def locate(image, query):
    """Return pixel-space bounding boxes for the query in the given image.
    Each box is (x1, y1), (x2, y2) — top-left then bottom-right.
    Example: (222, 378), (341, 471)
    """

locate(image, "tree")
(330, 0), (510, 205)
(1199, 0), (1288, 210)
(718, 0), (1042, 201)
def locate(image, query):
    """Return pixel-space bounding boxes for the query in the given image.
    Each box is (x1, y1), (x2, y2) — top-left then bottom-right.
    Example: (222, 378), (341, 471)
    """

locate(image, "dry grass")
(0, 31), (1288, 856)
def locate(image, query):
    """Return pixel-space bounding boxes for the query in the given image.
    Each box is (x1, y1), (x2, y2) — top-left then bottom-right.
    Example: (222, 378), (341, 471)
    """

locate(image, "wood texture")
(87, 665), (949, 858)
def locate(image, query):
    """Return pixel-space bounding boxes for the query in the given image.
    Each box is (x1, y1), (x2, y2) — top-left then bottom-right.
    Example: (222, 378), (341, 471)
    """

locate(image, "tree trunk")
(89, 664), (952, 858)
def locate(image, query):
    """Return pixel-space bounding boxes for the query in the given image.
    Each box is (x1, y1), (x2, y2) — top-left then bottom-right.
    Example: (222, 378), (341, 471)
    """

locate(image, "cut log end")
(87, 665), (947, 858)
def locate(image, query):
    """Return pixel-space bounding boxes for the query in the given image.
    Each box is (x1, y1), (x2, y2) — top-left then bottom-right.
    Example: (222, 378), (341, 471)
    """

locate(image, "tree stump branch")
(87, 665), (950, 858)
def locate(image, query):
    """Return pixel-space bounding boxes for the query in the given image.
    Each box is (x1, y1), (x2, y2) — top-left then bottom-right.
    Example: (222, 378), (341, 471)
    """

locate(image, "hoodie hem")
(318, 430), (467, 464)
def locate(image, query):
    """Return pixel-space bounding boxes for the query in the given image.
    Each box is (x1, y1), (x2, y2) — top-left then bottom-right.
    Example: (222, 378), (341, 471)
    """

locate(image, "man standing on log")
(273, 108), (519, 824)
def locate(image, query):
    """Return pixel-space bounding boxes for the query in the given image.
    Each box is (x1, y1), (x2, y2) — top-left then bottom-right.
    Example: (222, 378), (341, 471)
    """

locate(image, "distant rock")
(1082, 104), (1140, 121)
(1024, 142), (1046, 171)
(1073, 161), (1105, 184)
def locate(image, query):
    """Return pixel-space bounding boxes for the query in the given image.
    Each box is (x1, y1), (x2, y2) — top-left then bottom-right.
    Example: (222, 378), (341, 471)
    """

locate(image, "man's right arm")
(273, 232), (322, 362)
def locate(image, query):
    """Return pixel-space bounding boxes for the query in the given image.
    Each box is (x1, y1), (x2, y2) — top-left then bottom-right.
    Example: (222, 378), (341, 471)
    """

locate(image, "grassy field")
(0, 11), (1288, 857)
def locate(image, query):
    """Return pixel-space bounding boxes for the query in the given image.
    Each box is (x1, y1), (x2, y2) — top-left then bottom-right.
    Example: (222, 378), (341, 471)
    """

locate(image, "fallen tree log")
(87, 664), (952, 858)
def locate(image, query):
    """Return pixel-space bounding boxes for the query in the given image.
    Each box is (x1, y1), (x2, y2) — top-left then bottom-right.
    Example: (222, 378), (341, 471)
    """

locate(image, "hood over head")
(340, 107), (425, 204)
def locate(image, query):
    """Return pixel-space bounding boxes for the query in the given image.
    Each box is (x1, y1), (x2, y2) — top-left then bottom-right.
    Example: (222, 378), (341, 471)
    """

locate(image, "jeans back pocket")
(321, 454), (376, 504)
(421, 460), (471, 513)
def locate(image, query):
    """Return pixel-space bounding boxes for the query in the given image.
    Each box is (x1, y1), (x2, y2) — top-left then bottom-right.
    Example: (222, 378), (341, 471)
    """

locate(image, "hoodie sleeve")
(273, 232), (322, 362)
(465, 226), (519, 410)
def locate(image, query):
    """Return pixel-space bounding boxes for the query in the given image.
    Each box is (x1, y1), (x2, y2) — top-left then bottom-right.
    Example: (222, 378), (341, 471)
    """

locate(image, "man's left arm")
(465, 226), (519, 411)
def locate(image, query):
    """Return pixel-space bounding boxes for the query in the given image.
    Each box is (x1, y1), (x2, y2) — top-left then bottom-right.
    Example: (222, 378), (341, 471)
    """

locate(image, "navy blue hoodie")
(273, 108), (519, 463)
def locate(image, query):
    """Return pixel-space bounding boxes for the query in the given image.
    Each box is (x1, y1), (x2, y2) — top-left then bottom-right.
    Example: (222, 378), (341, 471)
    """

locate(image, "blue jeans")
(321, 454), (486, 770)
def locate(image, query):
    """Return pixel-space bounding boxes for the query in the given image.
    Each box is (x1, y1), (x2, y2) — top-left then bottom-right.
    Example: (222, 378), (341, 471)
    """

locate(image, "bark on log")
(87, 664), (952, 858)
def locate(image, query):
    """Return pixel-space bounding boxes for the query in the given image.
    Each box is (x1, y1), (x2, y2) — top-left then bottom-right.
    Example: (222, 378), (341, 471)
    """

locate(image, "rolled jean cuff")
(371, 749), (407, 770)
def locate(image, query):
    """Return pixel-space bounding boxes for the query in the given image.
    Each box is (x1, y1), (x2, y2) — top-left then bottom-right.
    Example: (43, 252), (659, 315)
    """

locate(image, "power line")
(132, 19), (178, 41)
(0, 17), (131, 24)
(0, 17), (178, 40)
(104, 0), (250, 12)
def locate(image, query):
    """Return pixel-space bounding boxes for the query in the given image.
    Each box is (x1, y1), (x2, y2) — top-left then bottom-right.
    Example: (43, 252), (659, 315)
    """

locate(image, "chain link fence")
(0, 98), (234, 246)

* * *

GOAL :: Rewrite the lines from the beginning of the entries to the line with "(718, 0), (1042, 201)", substituting "pine tree" for "tree" and leaving everything else unchanged.

RESPONSE TO THE EXERCISE ::
def locate(image, query):
    """Return pixel-space bounding boxes for the query in the given image.
    Each box is (x1, y1), (x2, y2) — top-left then bottom-right.
    Example: (222, 378), (341, 471)
    """

locate(image, "pine tree")
(330, 0), (510, 205)
(1199, 0), (1288, 210)
(718, 0), (1042, 201)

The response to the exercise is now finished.